Every line from the beginning of the data through the line containing "box: [94, 36, 120, 57]" should be reproduced exactly, and no further lines should be output.

• Data excerpts:
= Beginning of Section =
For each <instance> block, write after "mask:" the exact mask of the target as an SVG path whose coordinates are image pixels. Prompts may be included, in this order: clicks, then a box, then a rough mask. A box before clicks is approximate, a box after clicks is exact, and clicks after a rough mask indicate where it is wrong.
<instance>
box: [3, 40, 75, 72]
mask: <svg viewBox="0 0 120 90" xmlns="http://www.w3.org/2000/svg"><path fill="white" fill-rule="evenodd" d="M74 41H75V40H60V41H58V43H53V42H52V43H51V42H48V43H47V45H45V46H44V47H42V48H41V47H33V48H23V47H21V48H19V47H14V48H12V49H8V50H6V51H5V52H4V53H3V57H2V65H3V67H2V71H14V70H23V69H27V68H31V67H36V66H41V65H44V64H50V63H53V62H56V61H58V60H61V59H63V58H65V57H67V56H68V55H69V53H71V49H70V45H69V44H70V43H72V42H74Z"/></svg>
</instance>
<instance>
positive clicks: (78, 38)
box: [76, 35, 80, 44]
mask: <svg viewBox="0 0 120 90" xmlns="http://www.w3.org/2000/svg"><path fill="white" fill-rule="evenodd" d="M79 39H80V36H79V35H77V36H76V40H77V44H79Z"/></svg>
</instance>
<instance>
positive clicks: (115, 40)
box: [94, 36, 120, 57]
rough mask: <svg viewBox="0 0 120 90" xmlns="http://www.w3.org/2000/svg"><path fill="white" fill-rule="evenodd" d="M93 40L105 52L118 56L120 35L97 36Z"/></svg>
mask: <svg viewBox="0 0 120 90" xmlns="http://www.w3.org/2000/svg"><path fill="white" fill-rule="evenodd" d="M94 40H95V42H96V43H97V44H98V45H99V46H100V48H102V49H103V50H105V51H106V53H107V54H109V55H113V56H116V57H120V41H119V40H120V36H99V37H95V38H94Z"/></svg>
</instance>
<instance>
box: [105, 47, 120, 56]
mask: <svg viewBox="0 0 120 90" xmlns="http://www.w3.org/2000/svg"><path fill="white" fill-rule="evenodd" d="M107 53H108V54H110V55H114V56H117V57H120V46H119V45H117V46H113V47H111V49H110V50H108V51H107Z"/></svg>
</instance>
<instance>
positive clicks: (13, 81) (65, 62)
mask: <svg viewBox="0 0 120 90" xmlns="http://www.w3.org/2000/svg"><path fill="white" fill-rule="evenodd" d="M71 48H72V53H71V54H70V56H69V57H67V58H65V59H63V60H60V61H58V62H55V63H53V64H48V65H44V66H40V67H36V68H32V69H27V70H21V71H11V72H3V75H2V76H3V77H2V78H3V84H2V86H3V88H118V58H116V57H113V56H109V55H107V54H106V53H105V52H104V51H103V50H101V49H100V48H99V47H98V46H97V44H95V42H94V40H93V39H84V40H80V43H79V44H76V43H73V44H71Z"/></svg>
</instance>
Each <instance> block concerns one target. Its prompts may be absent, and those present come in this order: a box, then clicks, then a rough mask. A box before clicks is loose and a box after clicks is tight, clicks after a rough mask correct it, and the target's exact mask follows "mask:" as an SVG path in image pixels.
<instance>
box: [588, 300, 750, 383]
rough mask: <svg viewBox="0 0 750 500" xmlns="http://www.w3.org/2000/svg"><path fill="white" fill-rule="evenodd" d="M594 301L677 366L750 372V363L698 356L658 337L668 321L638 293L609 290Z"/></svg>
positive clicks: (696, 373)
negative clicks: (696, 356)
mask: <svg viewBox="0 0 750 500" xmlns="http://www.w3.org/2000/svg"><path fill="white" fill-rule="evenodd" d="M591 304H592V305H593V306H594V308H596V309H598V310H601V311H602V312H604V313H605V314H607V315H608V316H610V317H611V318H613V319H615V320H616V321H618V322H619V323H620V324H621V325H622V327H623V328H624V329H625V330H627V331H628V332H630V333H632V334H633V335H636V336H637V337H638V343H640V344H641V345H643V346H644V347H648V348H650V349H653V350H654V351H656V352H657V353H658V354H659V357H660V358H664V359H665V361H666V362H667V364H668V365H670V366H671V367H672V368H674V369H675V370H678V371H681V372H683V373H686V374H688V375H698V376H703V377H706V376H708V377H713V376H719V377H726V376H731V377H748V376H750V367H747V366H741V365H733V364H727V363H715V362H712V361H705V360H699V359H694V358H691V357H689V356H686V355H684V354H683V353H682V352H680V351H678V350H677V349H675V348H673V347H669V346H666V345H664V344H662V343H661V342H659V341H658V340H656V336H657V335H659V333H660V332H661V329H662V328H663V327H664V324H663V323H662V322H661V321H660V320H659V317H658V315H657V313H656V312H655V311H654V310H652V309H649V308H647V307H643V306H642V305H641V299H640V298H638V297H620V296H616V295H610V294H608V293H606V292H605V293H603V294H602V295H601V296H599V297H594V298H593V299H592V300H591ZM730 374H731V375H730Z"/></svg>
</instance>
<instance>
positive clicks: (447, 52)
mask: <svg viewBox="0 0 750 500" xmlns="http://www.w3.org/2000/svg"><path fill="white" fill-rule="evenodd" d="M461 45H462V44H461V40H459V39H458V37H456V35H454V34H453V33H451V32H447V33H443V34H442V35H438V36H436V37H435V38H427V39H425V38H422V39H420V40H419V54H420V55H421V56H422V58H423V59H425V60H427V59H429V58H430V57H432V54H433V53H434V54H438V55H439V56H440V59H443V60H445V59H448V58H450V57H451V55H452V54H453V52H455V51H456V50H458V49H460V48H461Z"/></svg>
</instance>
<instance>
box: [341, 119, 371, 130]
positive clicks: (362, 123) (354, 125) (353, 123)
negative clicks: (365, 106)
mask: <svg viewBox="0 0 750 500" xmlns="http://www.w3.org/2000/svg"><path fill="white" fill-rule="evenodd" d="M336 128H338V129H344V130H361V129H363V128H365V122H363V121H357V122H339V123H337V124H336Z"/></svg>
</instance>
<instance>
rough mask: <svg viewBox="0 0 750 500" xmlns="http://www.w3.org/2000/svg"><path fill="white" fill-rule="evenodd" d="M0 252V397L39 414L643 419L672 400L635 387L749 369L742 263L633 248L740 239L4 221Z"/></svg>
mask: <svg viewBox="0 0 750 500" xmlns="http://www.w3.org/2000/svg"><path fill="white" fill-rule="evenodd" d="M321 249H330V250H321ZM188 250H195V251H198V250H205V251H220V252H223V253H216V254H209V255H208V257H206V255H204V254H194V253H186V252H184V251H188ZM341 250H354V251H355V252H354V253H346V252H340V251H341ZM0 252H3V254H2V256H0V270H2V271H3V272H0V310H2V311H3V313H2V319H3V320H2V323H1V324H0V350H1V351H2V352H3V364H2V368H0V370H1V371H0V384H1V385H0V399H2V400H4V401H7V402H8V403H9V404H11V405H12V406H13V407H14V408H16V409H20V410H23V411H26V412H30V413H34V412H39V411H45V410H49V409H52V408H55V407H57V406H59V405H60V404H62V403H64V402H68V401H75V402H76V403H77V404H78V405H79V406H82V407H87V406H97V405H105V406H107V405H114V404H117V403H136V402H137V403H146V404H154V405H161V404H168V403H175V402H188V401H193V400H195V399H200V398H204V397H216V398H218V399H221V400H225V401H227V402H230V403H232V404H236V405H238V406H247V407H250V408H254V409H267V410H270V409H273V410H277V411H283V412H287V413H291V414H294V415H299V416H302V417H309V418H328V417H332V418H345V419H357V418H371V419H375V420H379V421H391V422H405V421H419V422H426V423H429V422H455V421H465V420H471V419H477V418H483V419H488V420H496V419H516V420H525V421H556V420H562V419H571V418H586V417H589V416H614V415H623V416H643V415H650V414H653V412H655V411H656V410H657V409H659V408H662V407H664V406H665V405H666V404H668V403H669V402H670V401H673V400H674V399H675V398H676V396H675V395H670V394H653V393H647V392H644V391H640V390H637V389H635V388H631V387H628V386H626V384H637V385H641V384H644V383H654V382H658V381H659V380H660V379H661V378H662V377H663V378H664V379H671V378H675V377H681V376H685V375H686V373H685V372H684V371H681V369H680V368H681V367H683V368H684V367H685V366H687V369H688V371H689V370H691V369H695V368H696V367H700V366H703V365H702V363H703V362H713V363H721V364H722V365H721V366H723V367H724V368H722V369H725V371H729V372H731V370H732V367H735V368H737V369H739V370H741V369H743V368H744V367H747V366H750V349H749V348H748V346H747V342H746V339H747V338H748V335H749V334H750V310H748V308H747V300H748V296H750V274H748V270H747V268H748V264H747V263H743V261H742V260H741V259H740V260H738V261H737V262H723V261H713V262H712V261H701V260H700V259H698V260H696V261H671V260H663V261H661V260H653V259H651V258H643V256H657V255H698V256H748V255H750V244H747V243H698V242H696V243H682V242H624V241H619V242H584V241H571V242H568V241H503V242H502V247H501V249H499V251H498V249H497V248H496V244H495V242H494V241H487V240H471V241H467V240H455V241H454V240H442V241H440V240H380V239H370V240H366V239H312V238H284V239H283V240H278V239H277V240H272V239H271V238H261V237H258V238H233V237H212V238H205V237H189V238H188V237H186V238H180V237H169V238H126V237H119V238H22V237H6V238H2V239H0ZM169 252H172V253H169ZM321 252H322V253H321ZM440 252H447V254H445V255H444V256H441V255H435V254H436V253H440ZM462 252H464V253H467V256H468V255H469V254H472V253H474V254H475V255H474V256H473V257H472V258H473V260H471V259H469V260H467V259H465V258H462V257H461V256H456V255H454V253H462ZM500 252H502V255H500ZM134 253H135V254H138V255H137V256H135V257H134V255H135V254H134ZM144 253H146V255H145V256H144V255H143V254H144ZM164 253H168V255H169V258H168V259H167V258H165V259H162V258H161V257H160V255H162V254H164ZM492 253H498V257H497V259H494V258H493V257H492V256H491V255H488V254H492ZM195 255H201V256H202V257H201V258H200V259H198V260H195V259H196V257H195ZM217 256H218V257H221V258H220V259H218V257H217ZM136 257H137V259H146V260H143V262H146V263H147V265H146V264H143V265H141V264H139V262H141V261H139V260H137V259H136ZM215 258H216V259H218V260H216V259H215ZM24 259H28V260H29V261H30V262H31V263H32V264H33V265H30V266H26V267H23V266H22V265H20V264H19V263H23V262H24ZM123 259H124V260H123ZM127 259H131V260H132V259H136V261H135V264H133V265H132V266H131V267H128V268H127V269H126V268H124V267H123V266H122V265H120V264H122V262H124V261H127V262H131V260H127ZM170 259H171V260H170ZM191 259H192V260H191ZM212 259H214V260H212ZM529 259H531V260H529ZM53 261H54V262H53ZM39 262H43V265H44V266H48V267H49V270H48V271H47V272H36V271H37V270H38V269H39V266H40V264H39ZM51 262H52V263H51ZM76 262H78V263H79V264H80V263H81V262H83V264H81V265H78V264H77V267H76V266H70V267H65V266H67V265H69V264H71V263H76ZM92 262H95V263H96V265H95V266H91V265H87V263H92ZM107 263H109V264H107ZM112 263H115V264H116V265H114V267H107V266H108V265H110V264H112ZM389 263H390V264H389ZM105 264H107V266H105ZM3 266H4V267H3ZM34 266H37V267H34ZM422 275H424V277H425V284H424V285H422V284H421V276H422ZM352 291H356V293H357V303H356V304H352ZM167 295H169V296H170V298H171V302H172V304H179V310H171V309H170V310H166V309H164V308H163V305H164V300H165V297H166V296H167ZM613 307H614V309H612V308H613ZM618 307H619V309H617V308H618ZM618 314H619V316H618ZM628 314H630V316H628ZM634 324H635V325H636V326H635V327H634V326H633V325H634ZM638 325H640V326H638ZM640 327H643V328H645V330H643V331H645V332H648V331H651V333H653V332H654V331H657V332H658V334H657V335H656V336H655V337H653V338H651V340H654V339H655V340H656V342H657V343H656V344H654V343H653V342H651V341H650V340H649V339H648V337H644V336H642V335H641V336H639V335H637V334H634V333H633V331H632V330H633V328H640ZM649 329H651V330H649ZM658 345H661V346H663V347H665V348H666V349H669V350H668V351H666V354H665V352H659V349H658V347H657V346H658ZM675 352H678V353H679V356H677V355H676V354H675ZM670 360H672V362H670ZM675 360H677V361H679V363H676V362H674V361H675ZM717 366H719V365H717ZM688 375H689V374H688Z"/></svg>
= End of Section =
• Your response:
For each <instance> block, write after "mask:" the exact mask of the target as an SVG path whose coordinates are image pixels. Prompts may be included, in this order: clicks, then a box, then a rough mask. A box before clicks is approximate, a box after clicks is exact, and clicks after a rough mask indicate where it is wrong.
<instance>
box: [3, 40, 75, 72]
mask: <svg viewBox="0 0 120 90" xmlns="http://www.w3.org/2000/svg"><path fill="white" fill-rule="evenodd" d="M74 41H75V40H60V41H58V43H53V42H52V43H51V42H48V43H47V45H45V46H44V47H42V48H41V47H33V48H23V47H21V48H19V47H14V48H12V49H8V50H6V51H5V52H4V53H3V57H2V65H3V67H2V71H14V70H23V69H27V68H31V67H36V66H41V65H44V64H50V63H53V62H56V61H58V60H61V59H63V58H65V57H67V56H68V55H69V53H71V49H70V45H69V44H70V43H72V42H74Z"/></svg>
</instance>
<instance>
positive clicks: (78, 38)
box: [76, 35, 80, 44]
mask: <svg viewBox="0 0 120 90" xmlns="http://www.w3.org/2000/svg"><path fill="white" fill-rule="evenodd" d="M79 39H80V36H79V35H77V36H76V40H77V44H79Z"/></svg>
</instance>
<instance>
positive clicks: (115, 40)
box: [94, 36, 120, 57]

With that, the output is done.